## INSTRUCTION 1
Copy the location identification items word for word, from the line containing "Please place a point on the grassy" through the end of the records, both ends included, and leave the pictures out.

## DOCUMENT SEGMENT
——————————

7.     Underwriting Requirements.  

	(a)
	In
connection with any offering involving an underwriting of the Company's shares, the Company shall not be required under Section 3 to include Registrable Securities of a
Holder in such underwriting unless the Holder of such Registrable Securities accepts the terms of the underwriting as agreed upon between the Company and the underwriters selected by it, and then only
in such quantity as the underwriters determine in their sole discretion will not adversely affect their ability to market the offering. If the total amount of Registrable Securities requested by
Holders to be included in such offering exceeds the amount of securities sold other than by the Company that the underwriters determine in their sole discretion is compatible with the success of the
offering, then the Company shall be required to include in the offering only that number of such securities, including Registrable Securities, that the underwriters determine in their sole discretion
will not adversely affect their ability to market the offering (the securities so included to be apportioned pro rata among the selling Holders according to the total amount of securities owned by
each selling Holder or in such other proportions as shall mutually be agreed to by such selling Holders).

	(b)
	In
connection with any offering involving an underwriting of shares of the Holders' Registrable Securities pursuant to Section 2, the Company shall not be permitted to sell its
securities in such underwriting unless the Company accepts the terms of the underwriting as agreed upon between the Holders and the underwriters, and then the Company may include only such quantity as
the underwriters determine in their sole discretion will not adversely affect their ability to market the offering. If the total amount of securities requested by the Company to be included in such
offering exceeds the amount the underwriters determine in their sole discretion is compatible with the success of the offering, then the Company shall be permitted to include in the offering only that
number of such securities that the underwriters determine in their sole discretion will not adversely affect their ability to market the offering.

 

	8.
	Delay of Registration. No Holder shall have any right to obtain or seek an injunction restraining or
otherwise delaying any such registration as the result of any controversy that might arise with respect to the interpretation or implementation of this Agreement. 

5

 
	9.
	Indemnification. In the event any Registrable Securities are included in a registration statement under
this Agreement:

	(a)

——————————

## INSTRUCTION 2
According to the agreement excerpt, what right does no Holder have because of a dispute over how the Agreement is interpreted or implemented?

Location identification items
——————————

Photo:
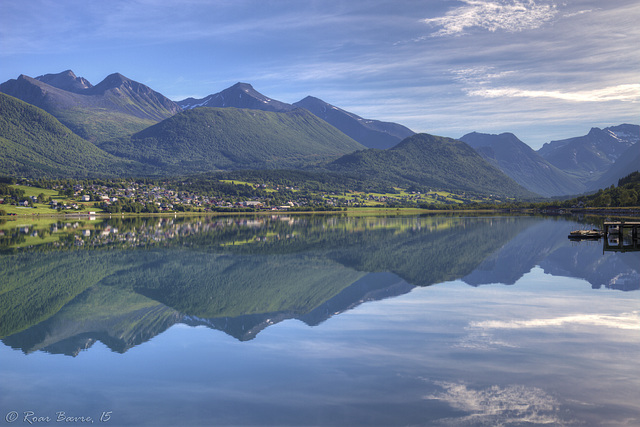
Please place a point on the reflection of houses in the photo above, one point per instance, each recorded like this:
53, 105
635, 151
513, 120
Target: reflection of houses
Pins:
622, 236
252, 204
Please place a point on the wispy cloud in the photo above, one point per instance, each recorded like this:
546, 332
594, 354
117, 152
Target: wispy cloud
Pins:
625, 93
493, 15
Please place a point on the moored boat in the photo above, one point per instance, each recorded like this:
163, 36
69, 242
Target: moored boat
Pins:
586, 234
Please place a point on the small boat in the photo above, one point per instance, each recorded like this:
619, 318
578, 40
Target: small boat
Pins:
586, 234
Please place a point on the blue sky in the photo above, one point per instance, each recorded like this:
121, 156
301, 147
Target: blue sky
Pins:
542, 69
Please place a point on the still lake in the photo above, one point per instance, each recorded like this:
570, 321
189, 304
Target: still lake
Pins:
317, 321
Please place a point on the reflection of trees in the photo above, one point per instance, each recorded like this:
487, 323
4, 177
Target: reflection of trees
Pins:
229, 267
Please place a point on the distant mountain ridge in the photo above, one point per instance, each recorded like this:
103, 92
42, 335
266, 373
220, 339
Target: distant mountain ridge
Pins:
211, 139
523, 165
370, 133
240, 95
429, 161
115, 107
588, 157
34, 144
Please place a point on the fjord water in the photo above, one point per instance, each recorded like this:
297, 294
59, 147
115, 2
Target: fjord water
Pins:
317, 320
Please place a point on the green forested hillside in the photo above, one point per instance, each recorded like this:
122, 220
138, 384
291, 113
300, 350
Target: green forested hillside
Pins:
429, 161
627, 193
114, 108
35, 144
209, 139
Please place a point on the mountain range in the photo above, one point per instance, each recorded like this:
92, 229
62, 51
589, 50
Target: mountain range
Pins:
116, 107
120, 126
370, 133
571, 166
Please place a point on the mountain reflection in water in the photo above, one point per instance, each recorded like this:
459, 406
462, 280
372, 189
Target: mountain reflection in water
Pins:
124, 281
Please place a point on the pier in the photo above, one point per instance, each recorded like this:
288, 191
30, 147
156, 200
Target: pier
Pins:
615, 233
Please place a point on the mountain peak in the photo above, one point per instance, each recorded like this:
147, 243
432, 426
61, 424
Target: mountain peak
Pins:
240, 95
66, 80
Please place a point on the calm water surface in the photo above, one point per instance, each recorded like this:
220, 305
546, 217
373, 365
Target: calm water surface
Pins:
314, 321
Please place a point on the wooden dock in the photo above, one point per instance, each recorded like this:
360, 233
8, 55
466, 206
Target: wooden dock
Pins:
615, 233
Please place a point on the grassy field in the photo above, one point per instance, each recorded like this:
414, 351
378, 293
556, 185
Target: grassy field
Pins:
44, 208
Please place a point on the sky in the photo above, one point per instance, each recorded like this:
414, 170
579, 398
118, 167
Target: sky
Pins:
542, 69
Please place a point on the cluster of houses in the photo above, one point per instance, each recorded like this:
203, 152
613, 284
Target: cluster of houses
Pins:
164, 199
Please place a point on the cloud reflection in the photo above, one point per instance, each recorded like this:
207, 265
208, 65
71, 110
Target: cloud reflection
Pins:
629, 321
498, 406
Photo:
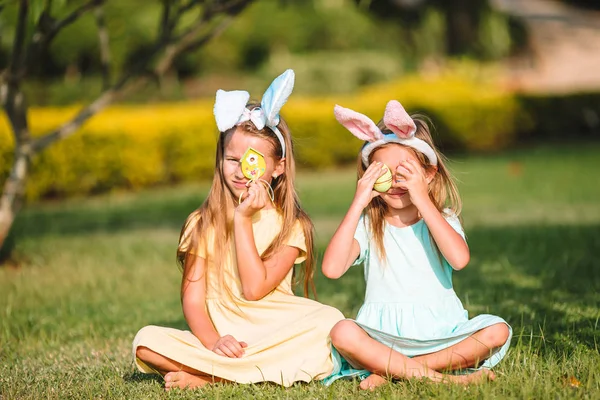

——————————

## RIGHT ANSWER 1
Please place a point on the grassy field in the photo above, one point per instance, each recorded like this:
414, 351
378, 293
556, 185
Target: grassy field
Pins:
44, 208
Please place a point on the sky in the photo above, one point per instance, each recorded like this:
414, 170
579, 398
118, 167
Target: sky
Pins:
542, 69
Please place a point on the cluster of houses in the photo above, one point per instance, each recorded like this:
203, 152
613, 284
Target: cluster of houses
Pins:
164, 199
Please place a point on the cloud reflection in the photo above, one point per instance, each recorded like this:
207, 265
208, 65
71, 110
Target: cloud reflection
Pins:
629, 321
498, 406
Photo:

## RIGHT ANSWER 2
No Holder has the right to obtain or seek an injunction restraining or otherwise delaying the registration.